─── INFORMATION SHOWN ───
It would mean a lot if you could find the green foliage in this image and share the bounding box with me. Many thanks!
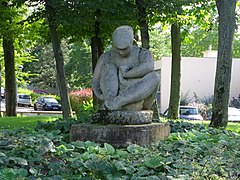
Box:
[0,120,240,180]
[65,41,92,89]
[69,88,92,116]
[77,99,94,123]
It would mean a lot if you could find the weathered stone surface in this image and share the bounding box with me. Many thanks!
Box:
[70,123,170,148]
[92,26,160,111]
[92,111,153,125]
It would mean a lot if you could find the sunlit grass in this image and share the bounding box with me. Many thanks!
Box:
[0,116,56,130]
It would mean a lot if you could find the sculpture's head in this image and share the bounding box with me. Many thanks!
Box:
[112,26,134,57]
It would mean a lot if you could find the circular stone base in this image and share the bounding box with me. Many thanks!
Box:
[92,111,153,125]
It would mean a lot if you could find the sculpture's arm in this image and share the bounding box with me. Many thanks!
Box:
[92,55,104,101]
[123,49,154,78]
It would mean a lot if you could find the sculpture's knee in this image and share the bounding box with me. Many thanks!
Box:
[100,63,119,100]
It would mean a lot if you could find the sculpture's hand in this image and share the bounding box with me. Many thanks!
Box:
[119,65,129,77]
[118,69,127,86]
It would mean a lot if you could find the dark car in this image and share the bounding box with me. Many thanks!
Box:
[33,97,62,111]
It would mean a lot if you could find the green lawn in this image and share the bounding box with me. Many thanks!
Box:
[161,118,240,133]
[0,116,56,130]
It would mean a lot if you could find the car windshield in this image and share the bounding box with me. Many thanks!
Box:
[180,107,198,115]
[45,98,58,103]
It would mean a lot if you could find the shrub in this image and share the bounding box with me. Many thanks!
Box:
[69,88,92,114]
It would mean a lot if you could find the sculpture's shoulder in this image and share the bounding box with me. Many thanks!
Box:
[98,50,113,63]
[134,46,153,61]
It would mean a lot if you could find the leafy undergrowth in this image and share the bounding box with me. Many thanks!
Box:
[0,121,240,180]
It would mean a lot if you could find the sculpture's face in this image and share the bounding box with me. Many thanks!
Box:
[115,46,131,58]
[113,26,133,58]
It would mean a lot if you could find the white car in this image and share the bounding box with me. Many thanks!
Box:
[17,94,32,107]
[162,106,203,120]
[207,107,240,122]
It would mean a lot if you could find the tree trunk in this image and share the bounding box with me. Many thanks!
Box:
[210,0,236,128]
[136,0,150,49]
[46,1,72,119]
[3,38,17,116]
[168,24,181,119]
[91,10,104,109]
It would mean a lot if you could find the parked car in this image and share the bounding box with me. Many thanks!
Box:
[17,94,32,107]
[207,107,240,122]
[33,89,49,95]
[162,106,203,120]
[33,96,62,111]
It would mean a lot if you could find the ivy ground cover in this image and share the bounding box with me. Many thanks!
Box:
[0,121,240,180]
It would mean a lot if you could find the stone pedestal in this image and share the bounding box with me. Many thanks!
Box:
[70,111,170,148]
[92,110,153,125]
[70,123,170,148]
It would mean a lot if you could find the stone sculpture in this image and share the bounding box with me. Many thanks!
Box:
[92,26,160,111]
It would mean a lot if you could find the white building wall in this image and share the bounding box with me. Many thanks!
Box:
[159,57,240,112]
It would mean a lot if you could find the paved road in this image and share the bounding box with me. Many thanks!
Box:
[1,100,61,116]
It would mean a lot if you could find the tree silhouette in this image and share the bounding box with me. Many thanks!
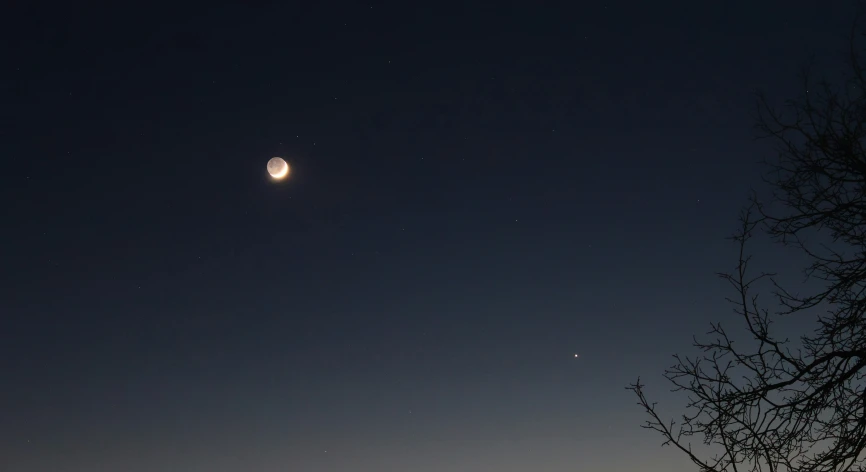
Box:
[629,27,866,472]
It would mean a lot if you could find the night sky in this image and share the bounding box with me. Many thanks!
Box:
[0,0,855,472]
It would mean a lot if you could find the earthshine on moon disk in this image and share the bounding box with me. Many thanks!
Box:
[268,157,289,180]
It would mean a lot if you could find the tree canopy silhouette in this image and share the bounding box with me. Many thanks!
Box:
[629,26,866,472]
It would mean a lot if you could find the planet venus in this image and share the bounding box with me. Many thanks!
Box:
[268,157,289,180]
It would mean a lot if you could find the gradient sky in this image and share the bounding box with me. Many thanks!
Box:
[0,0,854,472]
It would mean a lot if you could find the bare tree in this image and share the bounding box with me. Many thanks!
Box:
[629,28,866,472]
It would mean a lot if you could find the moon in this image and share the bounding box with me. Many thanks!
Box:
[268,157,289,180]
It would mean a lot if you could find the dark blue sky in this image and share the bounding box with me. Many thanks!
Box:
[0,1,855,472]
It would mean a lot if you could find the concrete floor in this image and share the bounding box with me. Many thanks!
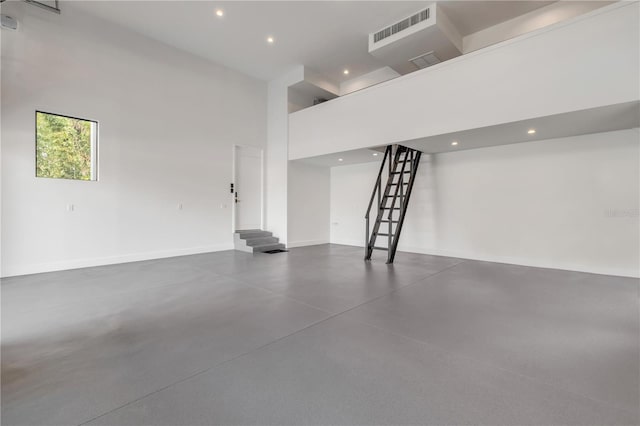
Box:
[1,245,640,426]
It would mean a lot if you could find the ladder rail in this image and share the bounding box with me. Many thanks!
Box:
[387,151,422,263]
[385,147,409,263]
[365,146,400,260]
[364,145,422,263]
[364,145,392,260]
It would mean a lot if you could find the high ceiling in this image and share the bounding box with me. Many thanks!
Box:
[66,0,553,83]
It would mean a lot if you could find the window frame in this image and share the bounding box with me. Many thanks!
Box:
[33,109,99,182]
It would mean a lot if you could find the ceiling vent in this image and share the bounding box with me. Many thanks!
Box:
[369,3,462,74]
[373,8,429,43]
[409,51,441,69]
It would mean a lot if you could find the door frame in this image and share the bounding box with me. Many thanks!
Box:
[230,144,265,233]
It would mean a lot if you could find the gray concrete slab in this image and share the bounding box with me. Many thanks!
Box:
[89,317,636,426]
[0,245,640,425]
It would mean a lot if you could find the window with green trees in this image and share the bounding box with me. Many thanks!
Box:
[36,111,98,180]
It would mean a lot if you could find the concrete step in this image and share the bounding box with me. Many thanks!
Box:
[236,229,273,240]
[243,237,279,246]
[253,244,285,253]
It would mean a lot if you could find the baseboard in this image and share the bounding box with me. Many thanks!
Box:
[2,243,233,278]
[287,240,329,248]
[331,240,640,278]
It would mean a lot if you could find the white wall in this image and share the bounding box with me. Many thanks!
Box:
───
Reproduce every one of the items above word for word, omitting the pictures.

_COMPLETED EXERCISE_.
It would mean a lot if you could find the green foliage in this image and share the bounding box with me. Many thanks!
Box:
[0,120,240,180]
[65,41,92,89]
[69,88,92,116]
[77,99,94,123]
It would mean a lot if you could find the weathered stone surface in this image and share the bounding box with me. Many thanks!
Box:
[70,123,170,148]
[92,26,160,111]
[92,111,153,125]
It would mean a lot if you could find the sunlit grass in this image and share the bounding box with me. Many thanks!
Box:
[0,116,56,130]
It would mean a lot if you could find the sculpture's head in this image and share the bounding box with me. Many thanks!
Box:
[112,26,134,57]
It would mean a lot if you could find the circular stone base in this image and share the bounding box with me. Many thanks!
Box:
[92,111,153,125]
It would mean a lot if you could find the sculpture's arm in this image and share the bounding box with me. Many thanks!
Box:
[92,55,104,101]
[123,49,154,78]
It would mean a lot if you could find the sculpture's knee in this image and share the bounding box with me. Many thanks!
Box:
[100,63,119,100]
It would mean a lot if you could find the sculpture's hand in this image and share the bounding box with me. Many thanks!
Box:
[119,65,129,77]
[118,69,127,86]
It would mean a lot if you could find the dark car in this image and share the bounding box with me. Many thanks!
Box:
[33,97,62,111]
It would mean a lot if you could find the green lawn in this image and share the bounding box with me. Many thanks!
Box:
[161,118,240,133]
[0,116,56,130]
It would mean a lot if you could find the car windshield in this image and share the bounding box with me. Many thanks!
Box:
[180,107,198,115]
[45,98,58,103]
It would mean a lot if you could find the shrub in this image and share the bounding box with me. Many thanks!
Box:
[69,88,92,114]
It would mean a lot if you could find the sculpture's shoulder in this image and share the bounding box with me. Many thanks!
Box:
[98,50,113,63]
[134,46,153,61]
It would mean a lot if you could find the leafy undergrowth in this image and share the bounding box with me. Many thanks!
Box:
[0,121,240,180]
It would mean a lot if you could find the sculpture's face in this image and share the bounding box with me. Many thanks!
Box:
[115,46,131,58]
[113,26,133,58]
It would mean a lot if you could find the white car in this image and share the bounding box with me. Many thanks!
Box:
[17,94,32,107]
[162,106,203,120]
[207,107,240,122]
It would mean a lot if you could find the tree trunk in this image and share the bounding box with me. Many thanks!
Box:
[210,0,236,128]
[136,0,150,49]
[46,1,72,119]
[3,38,17,116]
[168,24,181,119]
[91,10,104,109]
It would mean a lot if you could find the parked car in this image and share the bounding box with me. Many thanks!
Box:
[17,94,32,107]
[207,107,240,122]
[33,89,49,95]
[162,106,203,120]
[33,96,62,111]
It would mean a lot if you could find the ivy ground cover in this image and share the bounding box with me. Many thanks!
Box:
[0,121,240,180]
It would mean a lot if you could find the stone pedestal in this image and share the bounding box with me. Many thanks!
Box:
[70,111,170,148]
[92,110,153,125]
[70,123,170,148]
It would mean a lot if you could find the stone sculpture in this image and share the bounding box with me. Many thanks!
Box:
[92,26,160,111]
It would mean a lot if you could find the white building wall in this image and share the bounding box with me. Many thanks!
Box:
[159,57,240,112]
It would mean a lot if you could find the paved road in this image and share the bounding box with me. Many thanks!
Box:
[1,100,61,116]
It would mean a lot if you could find the tree silhouette in this image and share the bounding box with me. Many thanks!
Box:
[629,27,866,472]
It would mean a lot if you could find the night sky in this image and share the bounding box with me. Many thanks!
Box:
[0,0,855,472]
It would mean a lot if you could find the earthshine on moon disk in this image and share the bounding box with me. Many thanks!
Box:
[268,157,289,180]
It would mean a lot if you could find the tree canopy silhouette in this image and share the bounding box with me. Many thanks!
Box:
[629,26,866,472]
It would mean a lot if you could find the planet venus in this image and share the bounding box with me. Many thanks!
Box:
[268,157,289,180]
It would mean a lot if you could find the gradient sky in this image and share the bounding box with me. Many thanks!
Box:
[0,0,854,472]
It would mean a lot if you could find the bare tree in this image and share the bounding box with me. Many thanks!
Box:
[629,28,866,472]
It would mean a lot if you could find the moon in this image and share the bounding box with me. Many thanks!
Box:
[268,157,289,180]
It would mean a lot if you could find the dark blue sky in this image and share the bounding box with me. Many thanks!
Box:
[0,1,855,472]
It would mean a lot if you could find the concrete floor in this image and share the bounding box with me. Many thanks!
Box:
[1,245,640,426]
It would mean a lot if you could find the ladder rail in this image and share the bounding box with me. Many thanks!
Box:
[387,151,422,263]
[385,147,409,263]
[365,146,400,260]
[364,145,422,263]
[364,145,392,260]
It would mean a lot if you could find the high ceiling in this image and share the bounding box with me. Many thanks!
Box:
[66,0,553,83]
It would mean a lot if you could find the window frame in this image and share the bounding box with me. Many thanks!
Box:
[33,109,99,182]
It would mean a lot if you could find the ceiling vent in this image and share the bounding box with me. Many thanks!
Box:
[369,3,462,74]
[373,8,429,43]
[409,51,441,69]
It would mean a lot if you could find the door frame in this image and share the bounding box with me. Many thanks!
Box:
[230,144,265,233]
It would mean a lot if you could find the gray concrete slab in this image and share the bounding box with me. Many thanks!
Box:
[89,317,636,426]
[0,245,640,425]
It would mean a lot if you could find the window with green trees in this image and share the bounding box with me. Many thanks!
Box:
[36,111,98,180]
It would mean a lot if you could find the concrete step in this image and share the bounding box with me. Many thanks!
Box:
[236,229,273,240]
[243,237,279,246]
[253,244,285,253]
It would mean a lot if you could find the baseboard in this image and share the bounding box with me. Many thanks!
Box:
[2,243,233,278]
[287,240,329,248]
[331,240,640,278]
It would mean a lot if you could find the white wall in this image and share the bounding box with me. Many thanks!
Box:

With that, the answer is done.